Exercise prompt: Please pick out every line below that contains the word "green", and copy each of those lines in full.

Input data:
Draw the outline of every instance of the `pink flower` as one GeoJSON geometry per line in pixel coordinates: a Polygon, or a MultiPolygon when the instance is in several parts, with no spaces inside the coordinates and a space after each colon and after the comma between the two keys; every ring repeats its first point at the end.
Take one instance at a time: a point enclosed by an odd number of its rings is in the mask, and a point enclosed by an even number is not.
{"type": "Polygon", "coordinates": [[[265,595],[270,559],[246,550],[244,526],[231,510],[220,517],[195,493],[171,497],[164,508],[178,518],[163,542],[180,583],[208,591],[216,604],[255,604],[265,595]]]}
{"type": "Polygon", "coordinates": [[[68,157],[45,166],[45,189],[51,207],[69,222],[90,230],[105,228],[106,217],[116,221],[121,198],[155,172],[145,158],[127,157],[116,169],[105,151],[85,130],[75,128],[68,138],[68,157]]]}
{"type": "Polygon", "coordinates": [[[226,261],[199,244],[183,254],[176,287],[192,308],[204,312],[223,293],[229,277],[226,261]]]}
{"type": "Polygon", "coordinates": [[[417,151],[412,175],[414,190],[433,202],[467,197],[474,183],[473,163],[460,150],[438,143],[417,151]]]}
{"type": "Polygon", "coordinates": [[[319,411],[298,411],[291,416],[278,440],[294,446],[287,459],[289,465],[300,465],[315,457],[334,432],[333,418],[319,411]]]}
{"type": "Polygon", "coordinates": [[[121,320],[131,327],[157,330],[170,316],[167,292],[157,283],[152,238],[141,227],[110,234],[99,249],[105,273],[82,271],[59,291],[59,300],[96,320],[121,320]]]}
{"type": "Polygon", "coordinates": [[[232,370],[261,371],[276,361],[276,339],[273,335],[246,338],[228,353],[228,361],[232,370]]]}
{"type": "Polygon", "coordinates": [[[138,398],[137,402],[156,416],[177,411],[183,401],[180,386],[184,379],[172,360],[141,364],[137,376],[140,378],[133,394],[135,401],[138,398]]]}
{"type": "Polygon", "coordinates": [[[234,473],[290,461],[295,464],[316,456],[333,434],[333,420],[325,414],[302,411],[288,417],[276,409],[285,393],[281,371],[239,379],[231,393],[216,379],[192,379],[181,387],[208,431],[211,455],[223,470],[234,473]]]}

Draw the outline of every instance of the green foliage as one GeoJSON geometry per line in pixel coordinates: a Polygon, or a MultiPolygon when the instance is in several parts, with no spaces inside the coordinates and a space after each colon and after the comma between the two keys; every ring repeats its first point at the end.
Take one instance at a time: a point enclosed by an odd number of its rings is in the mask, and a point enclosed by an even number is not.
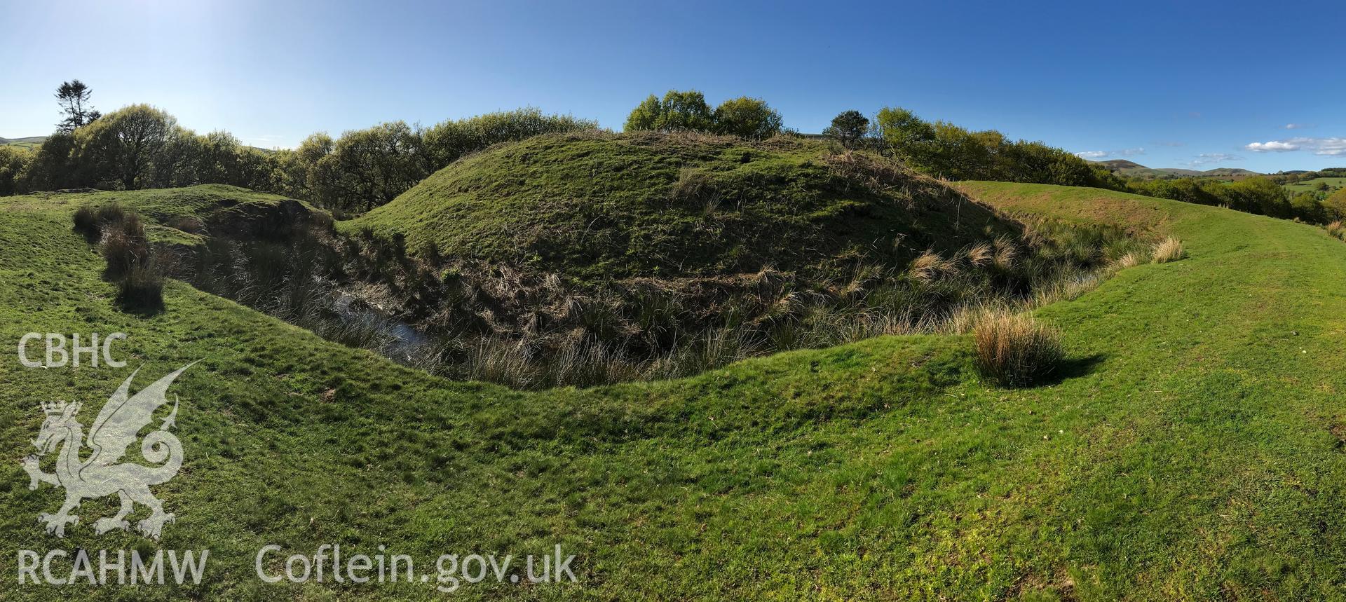
{"type": "Polygon", "coordinates": [[[927,123],[902,108],[879,110],[875,133],[886,152],[913,168],[953,180],[1000,180],[1120,189],[1121,180],[1059,148],[1011,141],[996,131],[970,132],[927,123]]]}
{"type": "MultiPolygon", "coordinates": [[[[1011,213],[1162,224],[1191,259],[1039,310],[1070,353],[1050,387],[987,387],[969,337],[921,335],[676,381],[517,392],[435,378],[179,281],[163,314],[118,312],[102,261],[71,252],[69,213],[89,198],[0,199],[0,338],[125,331],[114,354],[133,358],[120,370],[0,373],[0,395],[20,400],[0,407],[13,426],[0,444],[31,450],[38,401],[94,412],[141,364],[137,385],[202,360],[171,391],[183,471],[155,493],[179,513],[163,547],[209,548],[206,579],[22,597],[439,595],[256,579],[262,545],[307,555],[334,537],[343,554],[386,545],[427,562],[556,544],[580,555],[576,586],[463,590],[481,598],[1338,597],[1342,244],[1096,189],[962,186],[1011,213]]],[[[171,193],[98,198],[166,206],[171,193]]],[[[34,517],[61,493],[30,492],[9,470],[9,549],[141,545],[90,531],[116,500],[86,501],[69,543],[54,540],[34,517]]]]}
{"type": "Polygon", "coordinates": [[[822,133],[841,143],[844,148],[857,148],[870,133],[870,120],[859,110],[843,110],[832,117],[832,125],[828,125],[822,133]]]}
{"type": "Polygon", "coordinates": [[[705,96],[697,90],[669,90],[660,102],[660,119],[654,129],[661,132],[709,132],[715,120],[705,96]]]}
{"type": "Polygon", "coordinates": [[[79,79],[61,82],[61,86],[57,88],[57,102],[61,104],[61,112],[66,119],[57,124],[58,132],[74,132],[102,116],[89,104],[92,96],[93,90],[79,79]]]}
{"type": "Polygon", "coordinates": [[[1327,214],[1327,221],[1346,220],[1346,189],[1333,193],[1323,201],[1323,213],[1327,214]]]}
{"type": "Polygon", "coordinates": [[[425,148],[406,123],[385,123],[342,133],[331,154],[319,159],[318,171],[327,174],[323,206],[367,211],[425,176],[425,148]]]}
{"type": "Polygon", "coordinates": [[[715,133],[744,140],[766,140],[781,133],[781,113],[760,98],[730,98],[711,114],[715,133]]]}
{"type": "Polygon", "coordinates": [[[712,112],[700,92],[669,90],[662,101],[650,94],[631,109],[625,131],[704,132],[765,140],[781,133],[781,113],[760,98],[731,98],[712,112]]]}
{"type": "Polygon", "coordinates": [[[171,185],[184,133],[176,117],[153,106],[117,109],[74,132],[74,179],[124,190],[151,187],[156,180],[171,185]]]}
{"type": "Polygon", "coordinates": [[[822,141],[571,133],[460,160],[341,226],[602,280],[900,263],[969,242],[969,222],[999,221],[890,160],[841,162],[822,141]]]}
{"type": "Polygon", "coordinates": [[[0,197],[24,190],[24,179],[36,155],[20,147],[0,147],[0,197]]]}
{"type": "Polygon", "coordinates": [[[654,131],[660,128],[660,119],[662,116],[664,105],[660,104],[657,96],[650,94],[631,109],[631,114],[626,116],[626,125],[622,129],[627,132],[654,131]]]}

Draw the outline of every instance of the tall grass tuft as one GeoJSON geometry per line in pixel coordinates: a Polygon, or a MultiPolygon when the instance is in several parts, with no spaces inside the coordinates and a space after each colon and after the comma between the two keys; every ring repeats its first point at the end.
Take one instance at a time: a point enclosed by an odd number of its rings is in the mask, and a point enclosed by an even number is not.
{"type": "Polygon", "coordinates": [[[153,259],[132,264],[117,280],[117,304],[137,314],[153,314],[164,308],[164,277],[153,259]]]}
{"type": "Polygon", "coordinates": [[[1337,220],[1324,228],[1327,228],[1327,234],[1331,237],[1346,241],[1346,225],[1343,225],[1341,220],[1337,220]]]}
{"type": "Polygon", "coordinates": [[[1166,264],[1168,261],[1178,261],[1187,256],[1187,252],[1182,248],[1182,241],[1178,238],[1164,238],[1155,245],[1154,263],[1166,264]]]}
{"type": "Polygon", "coordinates": [[[1051,376],[1065,358],[1061,333],[1028,314],[993,312],[973,330],[977,369],[1004,387],[1028,387],[1051,376]]]}
{"type": "Polygon", "coordinates": [[[132,213],[104,228],[102,259],[108,261],[104,275],[109,279],[122,277],[132,268],[149,264],[149,240],[140,215],[132,213]]]}

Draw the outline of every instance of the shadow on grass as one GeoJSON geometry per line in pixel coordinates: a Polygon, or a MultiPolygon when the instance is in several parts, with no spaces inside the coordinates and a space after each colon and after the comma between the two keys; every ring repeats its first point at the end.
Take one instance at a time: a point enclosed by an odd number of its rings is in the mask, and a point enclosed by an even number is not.
{"type": "Polygon", "coordinates": [[[1061,361],[1061,365],[1055,370],[1053,370],[1051,374],[1034,382],[1032,387],[1057,385],[1070,378],[1088,376],[1090,372],[1093,372],[1094,366],[1102,364],[1104,360],[1106,360],[1106,356],[1101,353],[1094,353],[1092,356],[1085,356],[1085,357],[1067,357],[1061,361]]]}

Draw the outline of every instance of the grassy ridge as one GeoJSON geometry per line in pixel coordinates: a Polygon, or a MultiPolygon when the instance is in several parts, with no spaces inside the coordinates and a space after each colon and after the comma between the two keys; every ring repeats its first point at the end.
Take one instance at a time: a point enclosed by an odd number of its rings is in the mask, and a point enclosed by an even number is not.
{"type": "Polygon", "coordinates": [[[905,264],[1012,228],[942,183],[851,159],[814,140],[537,136],[455,162],[342,228],[590,280],[905,264]]]}
{"type": "MultiPolygon", "coordinates": [[[[580,586],[455,594],[467,599],[1339,597],[1346,248],[1171,201],[964,190],[1007,211],[1152,228],[1191,257],[1042,310],[1071,357],[1043,388],[980,382],[962,337],[886,337],[680,381],[517,393],[401,369],[182,284],[164,314],[117,314],[69,205],[0,201],[0,341],[124,330],[136,356],[124,370],[9,356],[0,448],[31,450],[38,401],[97,405],[141,362],[159,374],[205,358],[176,391],[183,474],[156,493],[179,514],[164,547],[210,548],[211,572],[135,591],[151,598],[440,598],[261,584],[264,543],[580,555],[580,586]]],[[[87,521],[46,536],[34,517],[58,494],[8,466],[5,548],[137,544],[87,521]]]]}

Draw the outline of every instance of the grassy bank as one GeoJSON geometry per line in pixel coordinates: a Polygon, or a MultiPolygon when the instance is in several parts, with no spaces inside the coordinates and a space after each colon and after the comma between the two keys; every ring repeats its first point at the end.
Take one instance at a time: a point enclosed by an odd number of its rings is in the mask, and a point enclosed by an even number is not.
{"type": "MultiPolygon", "coordinates": [[[[0,366],[7,549],[66,540],[17,459],[39,401],[101,405],[137,365],[179,378],[183,473],[156,494],[164,548],[209,548],[199,586],[17,587],[13,598],[441,598],[408,586],[271,586],[267,543],[312,554],[577,554],[575,586],[455,597],[1334,598],[1346,568],[1346,248],[1322,229],[1053,186],[966,183],[1011,213],[1143,226],[1189,259],[1125,269],[1038,316],[1058,381],[1004,391],[968,337],[884,337],[697,377],[537,393],[450,382],[171,283],[163,314],[112,308],[73,206],[0,201],[0,341],[131,334],[127,369],[0,366]]],[[[137,381],[137,384],[144,384],[137,381]]],[[[92,415],[92,409],[85,413],[92,415]]],[[[86,422],[87,424],[87,422],[86,422]]],[[[277,556],[273,556],[277,558],[277,556]]],[[[429,562],[429,560],[423,560],[429,562]]],[[[279,567],[273,567],[279,568],[279,567]]],[[[5,579],[13,579],[13,574],[5,579]]]]}

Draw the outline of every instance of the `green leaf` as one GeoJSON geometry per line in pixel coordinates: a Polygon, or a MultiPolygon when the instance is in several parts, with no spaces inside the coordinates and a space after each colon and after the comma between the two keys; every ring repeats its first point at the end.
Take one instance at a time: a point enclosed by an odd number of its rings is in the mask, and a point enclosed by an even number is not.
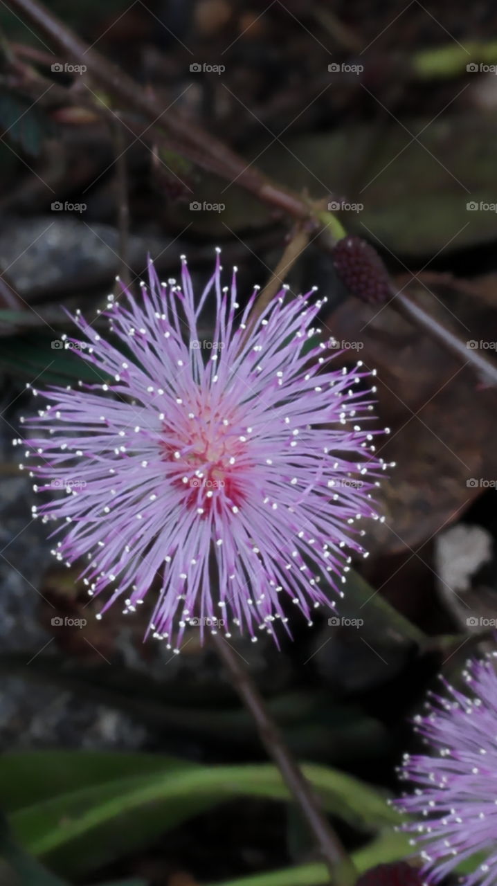
{"type": "Polygon", "coordinates": [[[36,378],[40,388],[47,385],[66,385],[80,379],[95,384],[107,381],[101,372],[73,350],[53,346],[58,341],[61,339],[56,332],[52,335],[26,333],[2,338],[0,366],[12,373],[14,379],[32,381],[36,378]]]}
{"type": "MultiPolygon", "coordinates": [[[[399,861],[412,855],[412,848],[404,834],[385,831],[362,849],[352,853],[352,860],[360,874],[376,865],[399,861]]],[[[284,867],[279,871],[266,871],[248,877],[225,880],[215,886],[324,886],[330,883],[326,865],[314,862],[284,867]]],[[[211,884],[214,886],[214,884],[211,884]]]]}
{"type": "MultiPolygon", "coordinates": [[[[66,886],[64,881],[54,874],[50,874],[44,867],[32,859],[17,843],[12,839],[7,821],[4,815],[0,815],[0,859],[4,859],[8,865],[8,868],[12,872],[12,886],[66,886]]],[[[2,877],[4,874],[0,870],[2,877]]],[[[5,886],[11,881],[7,880],[5,886]]],[[[2,882],[5,883],[4,879],[2,882]]]]}
{"type": "Polygon", "coordinates": [[[53,125],[36,102],[7,90],[0,90],[0,128],[26,153],[36,156],[46,136],[53,134],[53,125]]]}
{"type": "Polygon", "coordinates": [[[340,615],[364,618],[368,631],[374,636],[393,642],[411,640],[421,647],[426,642],[426,634],[391,606],[355,570],[347,572],[342,590],[340,615]]]}
{"type": "MultiPolygon", "coordinates": [[[[328,812],[373,832],[398,823],[384,797],[358,779],[326,766],[303,769],[328,812]]],[[[291,799],[270,765],[206,767],[146,754],[6,754],[0,758],[0,781],[4,779],[11,784],[18,779],[22,802],[29,804],[21,808],[19,798],[12,804],[11,822],[19,842],[64,873],[94,869],[120,855],[123,845],[129,851],[150,844],[223,799],[291,799]]]]}

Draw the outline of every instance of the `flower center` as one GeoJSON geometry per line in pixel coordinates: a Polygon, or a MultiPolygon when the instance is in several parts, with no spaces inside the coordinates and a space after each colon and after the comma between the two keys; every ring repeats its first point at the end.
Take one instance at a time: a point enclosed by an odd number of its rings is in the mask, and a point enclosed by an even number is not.
{"type": "Polygon", "coordinates": [[[239,507],[245,501],[241,464],[247,441],[214,414],[189,416],[181,427],[165,421],[161,451],[173,486],[187,508],[206,516],[213,509],[239,507]]]}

Solution to this exercise:
Draw the outline of every instance of the green foliage as one GeoJSON geometry per line in pixel coordinates: a Polygon, or a MultiPolygon when the instance is in several parts, with no spaces inside the coordinates and a space after each colon and after the comma between the two keys; every ring repeats its first point at the end.
Draw the outline of every instance of the `green leaf` as one GeoJSON geometry per line in pixel coordinates: a Polygon, or a MultiPolygon when the instance is in several parts, with no spaces inside the coordinates and a space after each colon and after the comma between the two keys; every ring repeats its first point at the end.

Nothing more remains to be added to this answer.